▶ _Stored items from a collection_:
---

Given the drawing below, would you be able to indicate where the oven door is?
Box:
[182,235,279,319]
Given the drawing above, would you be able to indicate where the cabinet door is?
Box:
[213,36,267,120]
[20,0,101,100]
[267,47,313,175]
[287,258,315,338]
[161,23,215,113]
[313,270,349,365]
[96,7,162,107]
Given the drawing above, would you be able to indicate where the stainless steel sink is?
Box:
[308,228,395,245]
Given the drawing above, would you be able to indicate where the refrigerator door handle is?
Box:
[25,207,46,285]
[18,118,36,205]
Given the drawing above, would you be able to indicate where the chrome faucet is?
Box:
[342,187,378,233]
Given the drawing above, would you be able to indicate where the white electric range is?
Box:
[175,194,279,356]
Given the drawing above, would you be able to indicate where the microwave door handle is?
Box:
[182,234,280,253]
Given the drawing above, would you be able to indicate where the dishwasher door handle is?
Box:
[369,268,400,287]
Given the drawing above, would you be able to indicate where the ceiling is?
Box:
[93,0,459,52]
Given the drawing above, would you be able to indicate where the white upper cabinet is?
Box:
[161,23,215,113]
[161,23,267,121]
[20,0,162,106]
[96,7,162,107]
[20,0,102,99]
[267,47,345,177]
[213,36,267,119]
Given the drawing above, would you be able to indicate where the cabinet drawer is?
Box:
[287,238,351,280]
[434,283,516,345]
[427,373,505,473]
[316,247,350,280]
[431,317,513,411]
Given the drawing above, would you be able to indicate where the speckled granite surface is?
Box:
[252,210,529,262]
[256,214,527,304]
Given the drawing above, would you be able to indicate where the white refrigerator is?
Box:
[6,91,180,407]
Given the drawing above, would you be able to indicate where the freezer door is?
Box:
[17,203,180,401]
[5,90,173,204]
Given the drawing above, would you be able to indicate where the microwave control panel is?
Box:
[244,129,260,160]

---

Rewrite all the records above, changing each "would you be able to" to "could you" and leaving every other part as it is.

Given the drawing below, could you indicate where the oven door is?
Box:
[182,235,279,319]
Given the drawing above, could you indicate where the cabinet door is?
Box:
[213,36,267,120]
[20,0,101,100]
[267,47,313,175]
[287,258,315,338]
[161,23,215,113]
[313,270,349,365]
[96,7,162,107]
Given the drawing above, could you indicate where the stainless steel sink is?
Box:
[308,228,395,245]
Given the drawing above, could you indicate where the refrigerator door handle is?
Box:
[25,207,46,285]
[18,118,36,205]
Given the drawing above, could you indicate where the chrome faucet is?
Box:
[342,187,378,233]
Given the drawing above, could you indicate where the white electric range is?
Box:
[175,194,279,356]
Given the drawing above, could you indicate where the microwave door handle is?
Box:
[182,234,280,253]
Given the drawing above, could you indicate where the dishwasher door handle is?
Box:
[369,268,400,287]
Given the drawing above, could you indicate where the ceiling is?
Box:
[93,0,459,52]
Given the drawing above, could you indicate where the white upper cabinet is?
Box:
[161,23,215,113]
[161,23,267,121]
[20,0,162,106]
[96,7,162,107]
[20,0,102,99]
[267,47,345,177]
[213,36,267,119]
Given the drawing above, could you indicate where the cabinet drawer is?
Box:
[287,238,351,280]
[434,283,516,345]
[427,373,505,473]
[316,247,350,280]
[431,317,513,411]
Given the drawing above, could you indicate where the speckled granite surface is?
Box:
[252,210,529,262]
[256,214,527,304]
Given the drawing above, could you indicate where the white refrigerator is?
Box:
[6,91,180,407]
Given the drawing above, could you indicate where the freezer door is?
Box:
[17,203,180,401]
[5,90,173,204]
Given the drawing above, could you indicate where the microwave control panel is?
Box:
[244,129,260,160]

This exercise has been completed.